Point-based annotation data

[START]

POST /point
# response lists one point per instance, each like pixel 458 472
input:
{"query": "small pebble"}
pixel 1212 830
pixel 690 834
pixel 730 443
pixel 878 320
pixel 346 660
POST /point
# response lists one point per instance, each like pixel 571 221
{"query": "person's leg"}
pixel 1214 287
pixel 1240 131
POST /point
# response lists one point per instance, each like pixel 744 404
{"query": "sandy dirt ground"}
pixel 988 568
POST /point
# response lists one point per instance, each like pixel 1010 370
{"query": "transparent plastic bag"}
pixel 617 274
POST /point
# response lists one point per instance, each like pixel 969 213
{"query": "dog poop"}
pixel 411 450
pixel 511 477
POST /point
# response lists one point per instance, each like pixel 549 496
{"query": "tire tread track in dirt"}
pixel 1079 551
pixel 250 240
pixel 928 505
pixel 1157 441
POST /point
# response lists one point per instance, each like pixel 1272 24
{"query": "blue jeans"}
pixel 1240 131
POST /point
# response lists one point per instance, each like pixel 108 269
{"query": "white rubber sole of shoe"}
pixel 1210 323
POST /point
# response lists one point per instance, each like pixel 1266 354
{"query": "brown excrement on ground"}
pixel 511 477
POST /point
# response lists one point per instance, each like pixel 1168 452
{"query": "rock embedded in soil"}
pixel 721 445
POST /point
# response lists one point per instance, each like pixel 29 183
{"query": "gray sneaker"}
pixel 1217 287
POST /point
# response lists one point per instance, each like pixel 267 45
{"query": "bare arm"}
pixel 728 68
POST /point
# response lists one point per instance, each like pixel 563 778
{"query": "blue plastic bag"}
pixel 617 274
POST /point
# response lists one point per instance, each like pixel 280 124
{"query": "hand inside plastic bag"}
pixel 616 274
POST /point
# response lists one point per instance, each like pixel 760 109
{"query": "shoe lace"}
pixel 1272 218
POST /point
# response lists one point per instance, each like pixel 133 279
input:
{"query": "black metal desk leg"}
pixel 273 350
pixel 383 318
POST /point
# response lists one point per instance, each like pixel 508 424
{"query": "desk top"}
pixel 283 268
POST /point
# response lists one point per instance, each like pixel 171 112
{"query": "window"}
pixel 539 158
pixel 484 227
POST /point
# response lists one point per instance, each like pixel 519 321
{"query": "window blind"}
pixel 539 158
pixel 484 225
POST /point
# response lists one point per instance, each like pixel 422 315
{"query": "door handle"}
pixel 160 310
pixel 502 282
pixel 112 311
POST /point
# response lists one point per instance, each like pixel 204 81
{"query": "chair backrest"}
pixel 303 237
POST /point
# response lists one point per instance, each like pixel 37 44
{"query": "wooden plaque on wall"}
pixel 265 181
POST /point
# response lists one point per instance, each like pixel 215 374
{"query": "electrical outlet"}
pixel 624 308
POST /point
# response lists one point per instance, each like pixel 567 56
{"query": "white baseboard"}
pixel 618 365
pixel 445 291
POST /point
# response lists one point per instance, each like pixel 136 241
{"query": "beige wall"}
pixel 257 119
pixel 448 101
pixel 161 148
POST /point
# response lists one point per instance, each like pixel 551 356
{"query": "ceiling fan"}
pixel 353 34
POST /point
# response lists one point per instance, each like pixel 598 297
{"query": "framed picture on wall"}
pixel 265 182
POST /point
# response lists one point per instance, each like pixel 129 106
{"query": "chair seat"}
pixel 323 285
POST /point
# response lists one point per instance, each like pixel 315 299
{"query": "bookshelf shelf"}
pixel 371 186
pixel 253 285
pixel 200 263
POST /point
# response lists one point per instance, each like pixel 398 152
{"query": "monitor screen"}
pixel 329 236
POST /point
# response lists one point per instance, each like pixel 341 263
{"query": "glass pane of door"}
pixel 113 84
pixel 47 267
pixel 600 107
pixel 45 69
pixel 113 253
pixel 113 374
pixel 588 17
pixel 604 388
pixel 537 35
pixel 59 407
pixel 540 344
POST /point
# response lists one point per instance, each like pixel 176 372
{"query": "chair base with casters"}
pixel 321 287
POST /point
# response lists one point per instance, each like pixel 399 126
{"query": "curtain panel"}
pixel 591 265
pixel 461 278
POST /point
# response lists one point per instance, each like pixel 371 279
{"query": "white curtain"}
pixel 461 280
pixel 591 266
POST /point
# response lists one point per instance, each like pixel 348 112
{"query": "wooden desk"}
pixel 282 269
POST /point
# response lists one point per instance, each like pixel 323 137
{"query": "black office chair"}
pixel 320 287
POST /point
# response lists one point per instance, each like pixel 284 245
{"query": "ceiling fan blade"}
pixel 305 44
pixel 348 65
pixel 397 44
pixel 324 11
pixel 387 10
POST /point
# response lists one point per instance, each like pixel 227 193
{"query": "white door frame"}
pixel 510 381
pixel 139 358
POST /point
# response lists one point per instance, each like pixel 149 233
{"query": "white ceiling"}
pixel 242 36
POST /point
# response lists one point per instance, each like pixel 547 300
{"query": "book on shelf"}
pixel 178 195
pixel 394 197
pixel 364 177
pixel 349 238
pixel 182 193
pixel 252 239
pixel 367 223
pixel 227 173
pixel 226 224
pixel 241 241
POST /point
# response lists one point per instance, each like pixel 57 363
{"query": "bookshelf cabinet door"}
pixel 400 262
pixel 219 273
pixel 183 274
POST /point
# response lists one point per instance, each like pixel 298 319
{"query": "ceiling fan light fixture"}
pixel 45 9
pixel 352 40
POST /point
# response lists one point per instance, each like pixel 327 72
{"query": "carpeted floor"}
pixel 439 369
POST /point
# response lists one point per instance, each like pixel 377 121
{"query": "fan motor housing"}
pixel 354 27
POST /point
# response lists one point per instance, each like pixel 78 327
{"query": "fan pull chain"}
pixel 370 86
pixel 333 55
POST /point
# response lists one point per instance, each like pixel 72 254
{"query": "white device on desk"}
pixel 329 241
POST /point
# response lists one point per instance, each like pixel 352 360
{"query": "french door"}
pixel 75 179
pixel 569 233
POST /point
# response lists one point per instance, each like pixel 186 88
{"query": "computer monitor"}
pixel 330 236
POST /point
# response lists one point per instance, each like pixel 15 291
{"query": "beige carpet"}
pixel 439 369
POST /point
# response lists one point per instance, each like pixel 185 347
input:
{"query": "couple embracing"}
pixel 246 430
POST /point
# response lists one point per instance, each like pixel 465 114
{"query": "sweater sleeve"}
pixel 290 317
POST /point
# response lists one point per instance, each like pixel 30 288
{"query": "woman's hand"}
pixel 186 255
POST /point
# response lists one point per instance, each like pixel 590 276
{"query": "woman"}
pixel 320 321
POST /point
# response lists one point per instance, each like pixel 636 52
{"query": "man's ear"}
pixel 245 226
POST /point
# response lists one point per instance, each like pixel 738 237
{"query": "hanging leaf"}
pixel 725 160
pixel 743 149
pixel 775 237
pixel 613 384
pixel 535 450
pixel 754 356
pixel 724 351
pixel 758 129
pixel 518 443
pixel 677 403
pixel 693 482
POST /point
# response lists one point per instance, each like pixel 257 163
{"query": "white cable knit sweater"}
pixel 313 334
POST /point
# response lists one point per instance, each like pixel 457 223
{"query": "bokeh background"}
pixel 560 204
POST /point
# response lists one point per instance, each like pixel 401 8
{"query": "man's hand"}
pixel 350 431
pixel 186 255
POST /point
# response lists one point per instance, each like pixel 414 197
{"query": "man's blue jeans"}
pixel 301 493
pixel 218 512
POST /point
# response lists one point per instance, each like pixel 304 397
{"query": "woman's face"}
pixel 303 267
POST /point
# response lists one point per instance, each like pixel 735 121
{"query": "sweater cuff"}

[END]

(WRITTEN TASK)
Take the lines above and retype all of them exactly.

(RESULT FOR THIS TASK)
POST /point
# response lists one point per instance, each like pixel 458 472
input:
{"query": "small pebble"}
pixel 1212 830
pixel 690 834
pixel 730 443
pixel 878 320
pixel 346 660
POST /point
# response lists one point per instance, each like pixel 571 221
{"query": "person's leg"}
pixel 1214 287
pixel 1240 131
POST /point
# response lists one point per instance, each like pixel 744 404
{"query": "sandy dirt ground"}
pixel 988 568
POST /point
# response lists one point per instance, each like pixel 1010 370
{"query": "transparent plastic bag"}
pixel 617 274
POST /point
# response lists one point per instance, each like pixel 969 213
{"query": "dog poop"}
pixel 411 450
pixel 511 477
POST /point
# response lists one point per instance, each like pixel 549 496
{"query": "tire tread track in dirt"}
pixel 1079 551
pixel 250 240
pixel 928 505
pixel 1157 441
POST /point
# response lists one point per instance, each like pixel 1272 24
{"query": "blue jeans"}
pixel 1240 131
POST /point
# response lists one point per instance, each like pixel 108 269
{"query": "white rubber sole of shoe"}
pixel 1210 323
POST /point
# response lists one point per instance, each like pixel 1266 354
{"query": "brown excrement on ground"}
pixel 511 477
POST /point
# response lists one point per instance, each like pixel 1168 452
{"query": "rock embedded in soil"}
pixel 721 445
POST /point
# response lists one point per instance, each like pixel 29 183
{"query": "gray sneaker"}
pixel 1217 287
POST /point
# response lists one point per instance, each like pixel 267 45
{"query": "bare arm"}
pixel 728 68
POST /point
# response lists one point per instance, each like pixel 563 778
{"query": "blue plastic bag"}
pixel 617 274
POST /point
# response lists one point per instance, each like pixel 280 124
{"query": "hand inside plastic bag"}
pixel 616 274
POST /point
# response lists one point per instance, each like pixel 760 109
{"query": "shoe lace"}
pixel 1272 218
POST /point
# response lists one point per instance, each like pixel 133 279
input:
{"query": "black metal desk leg"}
pixel 273 350
pixel 383 318
POST /point
# response lists one point per instance, each like pixel 508 424
{"query": "desk top"}
pixel 283 268
POST /point
# response lists one point per instance, each like pixel 171 112
{"query": "window"}
pixel 539 158
pixel 484 227
POST /point
# response lists one point per instance, each like pixel 519 321
{"query": "window blind"}
pixel 539 158
pixel 484 225
POST /point
# response lists one point per instance, each like pixel 422 315
{"query": "door handle"}
pixel 160 310
pixel 502 282
pixel 112 311
POST /point
# response lists one point per instance, each like pixel 204 81
{"query": "chair backrest"}
pixel 303 237
POST /point
# response lists one point per instance, each like pixel 37 44
{"query": "wooden plaque on wall"}
pixel 265 181
POST /point
# response lists one point per instance, each like pixel 215 374
{"query": "electrical outlet"}
pixel 624 308
POST /point
# response lists one point per instance, each like pixel 567 56
{"query": "white baseboard"}
pixel 618 365
pixel 445 291
POST /point
# response lists one point per instance, each like pixel 136 241
{"query": "beige wall"}
pixel 257 119
pixel 448 101
pixel 161 148
POST /point
# response lists one point per instance, each like pixel 551 356
{"query": "ceiling fan"}
pixel 353 34
POST /point
# response lists one point per instance, each like pixel 598 297
{"query": "framed picture on wall"}
pixel 265 182
POST /point
# response lists one point per instance, each like pixel 129 106
{"query": "chair seat"}
pixel 323 285
POST /point
# response lists one point per instance, each like pixel 315 299
{"query": "bookshelf shelf"}
pixel 371 186
pixel 253 285
pixel 200 263
POST /point
# response lists one point per instance, each like pixel 398 152
{"query": "monitor screen"}
pixel 329 236
POST /point
# response lists one point per instance, each like pixel 341 263
{"query": "glass pane of door"}
pixel 113 84
pixel 47 267
pixel 600 107
pixel 45 69
pixel 113 253
pixel 113 374
pixel 588 17
pixel 604 388
pixel 537 35
pixel 59 407
pixel 540 344
POST /point
# response lists one point per instance, each like pixel 176 372
{"query": "chair base with casters"}
pixel 321 287
POST /point
# response lists one point per instance, each like pixel 399 126
{"query": "curtain panel"}
pixel 591 265
pixel 461 278
POST /point
# response lists one point per instance, each like pixel 371 279
{"query": "white curtain"}
pixel 461 280
pixel 591 266
POST /point
# response lists one point per instance, each like pixel 348 112
{"query": "wooden desk"}
pixel 282 269
POST /point
# response lists one point per instance, each like pixel 323 137
{"query": "black office chair"}
pixel 320 287
POST /point
# response lists one point per instance, each like pixel 284 245
{"query": "ceiling fan blade"}
pixel 305 44
pixel 348 65
pixel 397 44
pixel 324 11
pixel 387 10
POST /point
# response lists one point per instance, each like pixel 227 193
{"query": "white door frame"}
pixel 510 381
pixel 139 358
POST /point
# response lists one point per instance, each like pixel 149 233
{"query": "white ceiling"}
pixel 242 36
POST /point
# response lists one point per instance, each like pixel 547 300
{"query": "book on shelf"}
pixel 178 195
pixel 394 197
pixel 364 177
pixel 349 238
pixel 182 193
pixel 252 239
pixel 367 223
pixel 227 173
pixel 226 224
pixel 241 241
POST /point
# response lists one point per instance, each like pixel 57 363
{"query": "bookshelf cabinet door"}
pixel 400 262
pixel 219 273
pixel 183 274
POST /point
# response lists one point per instance, each like pixel 298 319
{"query": "ceiling fan light fixture"}
pixel 45 9
pixel 352 40
POST /point
# response lists one point per instance, each like pixel 327 72
{"query": "carpeted floor"}
pixel 439 369
POST /point
# response lists one point per instance, each like pixel 377 121
{"query": "fan motor housing"}
pixel 354 27
POST /point
# response lists one point per instance, each like pixel 78 327
{"query": "fan pull chain"}
pixel 370 86
pixel 333 55
POST /point
# response lists one point per instance, each like pixel 72 254
{"query": "white device on desk"}
pixel 329 241
POST /point
# response lists one point per instance, each like pixel 352 360
{"query": "french door"}
pixel 75 179
pixel 569 233
POST /point
# response lists one point per instance, each like pixel 186 88
{"query": "computer monitor"}
pixel 330 236
POST /point
# response lists one point per instance, each like pixel 15 291
{"query": "beige carpet"}
pixel 439 369
POST /point
# response lists one point per instance, each like pixel 185 347
input:
{"query": "couple embracing"}
pixel 246 430
POST /point
# response lists one point per instance, each like pixel 465 114
{"query": "sweater sleeve"}
pixel 290 317
POST /point
# response lists one point per instance, each like pixel 30 288
{"query": "woman's hand"}
pixel 186 255
POST /point
# response lists one point per instance, each like pixel 590 276
{"query": "woman"}
pixel 320 321
POST /point
# response lists one point per instance, each like pixel 636 52
{"query": "man's ear"}
pixel 245 226
POST /point
# response lists one point per instance, each like pixel 738 237
{"query": "hanging leaf"}
pixel 725 160
pixel 743 149
pixel 775 237
pixel 613 384
pixel 535 450
pixel 754 356
pixel 724 351
pixel 758 129
pixel 518 443
pixel 677 403
pixel 693 482
POST /point
# response lists one point per instance, each like pixel 257 163
{"query": "white cable knit sweater"}
pixel 313 334
POST /point
# response lists one point per instance, each like pixel 457 223
{"query": "bokeh background"}
pixel 560 204
POST /point
# response lists one point per instance, each like pixel 401 8
{"query": "man's hand"}
pixel 350 431
pixel 186 255
POST /point
# response lists one point per instance, each like pixel 414 197
{"query": "man's blue jeans"}
pixel 301 493
pixel 218 512
POST /point
# response lists one point per instance, each like pixel 304 397
{"query": "woman's face"}
pixel 303 267
POST /point
# response lists one point per instance, each like pixel 735 121
{"query": "sweater cuff"}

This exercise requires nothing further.